** Opening TEXT SEGMENT block **
IKKα has been demonstrated to play diverse roles both in regulating the activation of NF-κB in the cytosol and in the remodeling of chromatin, and previous studies demonstrated both positive and negative roles for IKKα in the classical NF-κB pathway. For example, the requirement of IKKα for the activation of NF-κB–responsive genes such as IL-8 and IκBα was demonstrated in response to TNF-α (15) and cigarette smoke (36), in association with the increased phosphorylation of histone H3. Conversely, IKKα was also shown to shut down the classical NF-κB pathway via the phosphorylation of human T-cell leukemia virus type I binding protein 1 (Tax1bp1) (13) or the protein inhibitor of activated signal transducer and activator of transcription 1 (STAT-1) (37). The loss of IKKα has been shown to prolong the activity of IKKβ and to promote inflammation (14). Moreover, the accelerated removal of RelA/p50 NF-κB subunits from proinflammatory gene promoters by IKKα has been demonstrated to limit the activation of NF-κB (15). Furthermore, IKKα can inhibit the alternative pathway NF-κB via the phosphorylation and subsequent degradation of NIK (38). Lastly, IKKα can mediate the transcriptional activation of genes independently of NF-κB (11). In aggregate, these findings demonstrate the multifaceted roles of IKKα in regulating the transcriptional output and duration of NF-κB activation in diverse cell types exposed to a variety of agonists. Our present results, demonstrating that the siRNA-mediated ablation of IKKα paradoxically leads to increases in IL-6 content but decreases in RANTES and CCL-20, indicate that the functional contribution of IKKα not only depends on stimulus and cell type, but also on the actual target genes. Additional studies will be required to assess the impact of IKKα on the transcriptional activation potential of individual NF-κB–regulated genes in lung epithelial cells.
** Closing TEXT SEGMENT block **
** Opening LISTED RECORDS block **
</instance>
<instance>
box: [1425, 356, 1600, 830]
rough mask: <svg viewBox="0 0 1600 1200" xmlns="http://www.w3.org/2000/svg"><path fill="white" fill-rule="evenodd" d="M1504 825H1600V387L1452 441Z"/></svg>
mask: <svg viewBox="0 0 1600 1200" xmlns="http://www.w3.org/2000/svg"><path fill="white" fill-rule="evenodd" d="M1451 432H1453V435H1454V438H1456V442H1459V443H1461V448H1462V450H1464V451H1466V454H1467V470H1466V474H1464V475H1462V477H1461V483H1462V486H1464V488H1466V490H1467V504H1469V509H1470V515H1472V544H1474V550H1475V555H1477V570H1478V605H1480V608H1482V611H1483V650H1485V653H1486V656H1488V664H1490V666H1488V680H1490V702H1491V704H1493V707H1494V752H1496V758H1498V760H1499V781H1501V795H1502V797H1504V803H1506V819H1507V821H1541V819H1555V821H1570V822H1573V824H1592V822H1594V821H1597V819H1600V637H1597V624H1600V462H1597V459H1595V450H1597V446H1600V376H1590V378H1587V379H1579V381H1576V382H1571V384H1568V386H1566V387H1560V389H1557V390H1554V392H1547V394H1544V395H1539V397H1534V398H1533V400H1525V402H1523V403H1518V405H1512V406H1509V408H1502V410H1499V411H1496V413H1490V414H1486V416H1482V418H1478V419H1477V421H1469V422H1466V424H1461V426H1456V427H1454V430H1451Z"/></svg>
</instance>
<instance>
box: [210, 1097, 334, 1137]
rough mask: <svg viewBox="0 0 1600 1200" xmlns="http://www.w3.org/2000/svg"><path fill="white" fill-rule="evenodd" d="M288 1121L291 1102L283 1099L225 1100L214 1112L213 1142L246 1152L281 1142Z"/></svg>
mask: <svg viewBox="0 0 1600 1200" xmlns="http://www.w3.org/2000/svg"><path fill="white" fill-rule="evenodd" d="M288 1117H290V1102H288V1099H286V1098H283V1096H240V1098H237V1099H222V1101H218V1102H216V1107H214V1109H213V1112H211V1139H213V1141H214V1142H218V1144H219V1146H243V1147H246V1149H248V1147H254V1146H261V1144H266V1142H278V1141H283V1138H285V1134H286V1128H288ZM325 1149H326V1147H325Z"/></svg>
** Closing LISTED RECORDS block **
- [WHAT YOU SHOULD DO]:
In the text on IKKα, what happened to IL-6 content when IKKα was removed by siRNA?

- [SOLVED PROBLEM]:
IL-6 content increased.